* **Exercise prompt**:
Only the lines with "fluffy" in them need to be copied from the listing.

* **Available records**:
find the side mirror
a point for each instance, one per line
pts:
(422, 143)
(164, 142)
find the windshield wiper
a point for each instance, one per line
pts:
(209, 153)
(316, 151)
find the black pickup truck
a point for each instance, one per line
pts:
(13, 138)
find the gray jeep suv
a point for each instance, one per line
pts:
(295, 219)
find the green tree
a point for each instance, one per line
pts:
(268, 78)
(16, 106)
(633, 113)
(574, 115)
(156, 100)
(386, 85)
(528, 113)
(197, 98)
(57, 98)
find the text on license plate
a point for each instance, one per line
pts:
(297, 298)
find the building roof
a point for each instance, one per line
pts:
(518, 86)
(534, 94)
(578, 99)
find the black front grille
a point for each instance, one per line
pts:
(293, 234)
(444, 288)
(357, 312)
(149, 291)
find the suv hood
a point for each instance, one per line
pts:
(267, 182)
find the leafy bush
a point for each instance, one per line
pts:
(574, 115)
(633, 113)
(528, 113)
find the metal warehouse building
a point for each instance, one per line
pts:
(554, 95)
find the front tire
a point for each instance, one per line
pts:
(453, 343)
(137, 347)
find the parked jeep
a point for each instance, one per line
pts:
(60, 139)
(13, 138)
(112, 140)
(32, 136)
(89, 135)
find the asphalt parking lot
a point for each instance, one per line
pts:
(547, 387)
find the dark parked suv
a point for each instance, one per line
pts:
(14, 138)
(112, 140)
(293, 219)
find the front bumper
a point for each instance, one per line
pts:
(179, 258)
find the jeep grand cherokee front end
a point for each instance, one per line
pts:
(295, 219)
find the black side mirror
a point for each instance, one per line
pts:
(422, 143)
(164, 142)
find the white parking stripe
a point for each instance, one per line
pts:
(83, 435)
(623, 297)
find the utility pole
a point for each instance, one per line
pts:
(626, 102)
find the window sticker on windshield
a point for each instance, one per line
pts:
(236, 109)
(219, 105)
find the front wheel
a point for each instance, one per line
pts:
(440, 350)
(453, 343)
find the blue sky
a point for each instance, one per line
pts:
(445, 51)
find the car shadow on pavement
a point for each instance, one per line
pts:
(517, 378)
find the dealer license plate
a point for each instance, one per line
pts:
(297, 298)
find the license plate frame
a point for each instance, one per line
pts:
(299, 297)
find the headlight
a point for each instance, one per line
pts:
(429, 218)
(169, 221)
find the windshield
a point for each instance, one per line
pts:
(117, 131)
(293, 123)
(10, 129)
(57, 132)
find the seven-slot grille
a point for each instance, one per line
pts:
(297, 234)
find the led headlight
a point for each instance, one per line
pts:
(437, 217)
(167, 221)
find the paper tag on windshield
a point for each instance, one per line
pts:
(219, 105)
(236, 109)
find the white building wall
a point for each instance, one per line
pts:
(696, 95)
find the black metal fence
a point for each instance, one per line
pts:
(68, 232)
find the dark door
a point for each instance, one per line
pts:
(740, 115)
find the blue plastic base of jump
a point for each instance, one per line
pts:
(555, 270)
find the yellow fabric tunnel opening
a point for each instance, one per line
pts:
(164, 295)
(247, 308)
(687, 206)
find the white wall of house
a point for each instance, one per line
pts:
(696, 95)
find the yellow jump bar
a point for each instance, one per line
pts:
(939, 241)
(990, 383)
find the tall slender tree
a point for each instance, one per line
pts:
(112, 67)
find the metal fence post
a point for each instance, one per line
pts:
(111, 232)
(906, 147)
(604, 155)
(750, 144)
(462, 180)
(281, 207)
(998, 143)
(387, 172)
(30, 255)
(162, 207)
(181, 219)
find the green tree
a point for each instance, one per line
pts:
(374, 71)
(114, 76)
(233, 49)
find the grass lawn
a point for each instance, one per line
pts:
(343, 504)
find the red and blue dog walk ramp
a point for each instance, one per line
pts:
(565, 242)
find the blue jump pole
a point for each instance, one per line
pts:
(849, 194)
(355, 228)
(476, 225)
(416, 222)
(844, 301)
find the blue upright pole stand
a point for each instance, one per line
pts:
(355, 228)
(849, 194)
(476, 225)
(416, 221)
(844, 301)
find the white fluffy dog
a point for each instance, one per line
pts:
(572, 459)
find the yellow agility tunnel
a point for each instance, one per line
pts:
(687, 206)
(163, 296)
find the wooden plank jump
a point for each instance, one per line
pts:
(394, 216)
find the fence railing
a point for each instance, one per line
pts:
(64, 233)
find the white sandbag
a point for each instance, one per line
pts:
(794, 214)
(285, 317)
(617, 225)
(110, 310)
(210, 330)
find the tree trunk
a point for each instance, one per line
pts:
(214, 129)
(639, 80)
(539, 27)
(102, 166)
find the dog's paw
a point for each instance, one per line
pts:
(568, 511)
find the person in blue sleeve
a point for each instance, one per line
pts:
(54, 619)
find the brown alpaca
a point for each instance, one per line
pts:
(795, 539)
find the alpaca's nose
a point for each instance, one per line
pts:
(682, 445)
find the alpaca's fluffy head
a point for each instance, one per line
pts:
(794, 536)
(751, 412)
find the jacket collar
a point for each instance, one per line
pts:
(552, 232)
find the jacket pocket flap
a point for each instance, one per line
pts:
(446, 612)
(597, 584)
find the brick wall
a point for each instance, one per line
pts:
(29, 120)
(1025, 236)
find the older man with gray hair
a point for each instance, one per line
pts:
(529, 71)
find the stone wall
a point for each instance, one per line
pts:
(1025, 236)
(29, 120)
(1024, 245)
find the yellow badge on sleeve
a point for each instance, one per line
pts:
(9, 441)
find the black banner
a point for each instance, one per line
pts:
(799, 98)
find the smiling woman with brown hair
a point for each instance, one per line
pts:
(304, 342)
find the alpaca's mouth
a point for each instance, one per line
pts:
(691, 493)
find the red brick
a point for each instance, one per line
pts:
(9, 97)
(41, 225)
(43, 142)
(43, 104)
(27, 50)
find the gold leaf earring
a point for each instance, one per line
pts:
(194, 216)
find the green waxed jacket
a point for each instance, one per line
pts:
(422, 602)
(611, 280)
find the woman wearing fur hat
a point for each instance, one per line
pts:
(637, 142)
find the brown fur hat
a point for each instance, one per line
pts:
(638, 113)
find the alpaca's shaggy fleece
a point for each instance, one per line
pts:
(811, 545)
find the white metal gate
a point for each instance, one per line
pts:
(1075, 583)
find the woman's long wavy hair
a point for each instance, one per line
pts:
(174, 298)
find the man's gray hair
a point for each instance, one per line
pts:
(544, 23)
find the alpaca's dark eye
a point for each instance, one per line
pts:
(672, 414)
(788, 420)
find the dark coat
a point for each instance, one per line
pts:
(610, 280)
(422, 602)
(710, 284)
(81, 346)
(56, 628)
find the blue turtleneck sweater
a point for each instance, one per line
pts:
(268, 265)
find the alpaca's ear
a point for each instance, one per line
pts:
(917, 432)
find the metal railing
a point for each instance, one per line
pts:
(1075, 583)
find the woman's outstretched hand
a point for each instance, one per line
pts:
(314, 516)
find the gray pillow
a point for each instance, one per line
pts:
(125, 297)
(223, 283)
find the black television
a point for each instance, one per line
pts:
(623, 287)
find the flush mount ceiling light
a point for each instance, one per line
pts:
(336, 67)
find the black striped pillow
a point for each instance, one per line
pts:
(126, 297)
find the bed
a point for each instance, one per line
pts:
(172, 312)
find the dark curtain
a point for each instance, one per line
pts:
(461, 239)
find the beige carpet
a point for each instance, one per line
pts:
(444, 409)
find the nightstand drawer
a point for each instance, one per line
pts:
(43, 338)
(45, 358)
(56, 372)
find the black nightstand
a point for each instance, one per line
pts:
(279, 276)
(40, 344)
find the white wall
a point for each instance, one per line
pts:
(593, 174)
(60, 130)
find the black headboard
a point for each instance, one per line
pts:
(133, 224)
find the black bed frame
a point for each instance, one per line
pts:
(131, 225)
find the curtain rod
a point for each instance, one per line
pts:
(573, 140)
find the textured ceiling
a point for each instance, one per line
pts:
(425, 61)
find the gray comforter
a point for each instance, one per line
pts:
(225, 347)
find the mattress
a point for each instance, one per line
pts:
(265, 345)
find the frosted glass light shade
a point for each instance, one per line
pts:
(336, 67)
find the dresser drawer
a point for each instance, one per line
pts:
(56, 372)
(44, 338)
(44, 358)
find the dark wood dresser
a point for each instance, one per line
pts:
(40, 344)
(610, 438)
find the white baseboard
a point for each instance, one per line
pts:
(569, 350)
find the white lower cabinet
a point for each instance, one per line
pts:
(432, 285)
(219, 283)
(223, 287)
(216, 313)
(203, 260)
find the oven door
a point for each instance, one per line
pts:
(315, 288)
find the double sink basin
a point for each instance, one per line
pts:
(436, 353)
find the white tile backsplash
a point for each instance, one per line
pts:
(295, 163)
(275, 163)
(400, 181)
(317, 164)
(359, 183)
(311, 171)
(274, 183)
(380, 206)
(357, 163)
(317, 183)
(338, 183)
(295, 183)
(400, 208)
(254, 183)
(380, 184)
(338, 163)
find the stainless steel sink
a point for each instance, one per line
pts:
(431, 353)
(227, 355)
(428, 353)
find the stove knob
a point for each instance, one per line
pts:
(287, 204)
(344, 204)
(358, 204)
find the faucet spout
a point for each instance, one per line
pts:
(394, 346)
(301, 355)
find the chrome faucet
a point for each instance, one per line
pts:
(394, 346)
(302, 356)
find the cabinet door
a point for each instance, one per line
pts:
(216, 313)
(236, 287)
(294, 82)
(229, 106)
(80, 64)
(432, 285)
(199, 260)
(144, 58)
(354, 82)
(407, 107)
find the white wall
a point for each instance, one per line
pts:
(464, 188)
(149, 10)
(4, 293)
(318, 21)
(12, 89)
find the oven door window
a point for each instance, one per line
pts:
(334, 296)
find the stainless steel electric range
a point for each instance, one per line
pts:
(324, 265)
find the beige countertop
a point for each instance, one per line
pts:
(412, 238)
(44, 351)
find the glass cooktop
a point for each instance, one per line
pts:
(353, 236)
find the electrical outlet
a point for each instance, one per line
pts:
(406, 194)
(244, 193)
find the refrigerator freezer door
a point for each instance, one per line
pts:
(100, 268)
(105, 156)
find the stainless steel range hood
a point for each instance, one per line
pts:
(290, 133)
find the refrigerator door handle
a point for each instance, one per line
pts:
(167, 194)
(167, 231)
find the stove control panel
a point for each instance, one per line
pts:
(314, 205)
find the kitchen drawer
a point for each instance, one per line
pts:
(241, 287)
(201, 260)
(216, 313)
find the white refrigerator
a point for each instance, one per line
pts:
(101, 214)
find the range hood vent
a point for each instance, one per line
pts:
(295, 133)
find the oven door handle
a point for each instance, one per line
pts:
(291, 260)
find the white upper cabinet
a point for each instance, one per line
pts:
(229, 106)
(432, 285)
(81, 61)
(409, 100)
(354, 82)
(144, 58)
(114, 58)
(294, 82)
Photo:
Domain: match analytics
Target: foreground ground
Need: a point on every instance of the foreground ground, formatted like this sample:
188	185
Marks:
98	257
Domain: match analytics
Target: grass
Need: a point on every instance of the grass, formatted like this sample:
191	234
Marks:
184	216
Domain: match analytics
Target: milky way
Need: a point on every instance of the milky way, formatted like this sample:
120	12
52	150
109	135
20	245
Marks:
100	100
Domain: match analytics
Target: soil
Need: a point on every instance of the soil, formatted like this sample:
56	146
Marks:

* **Result of this exercise**:
find the white fluffy dog
find the alpaca's fluffy head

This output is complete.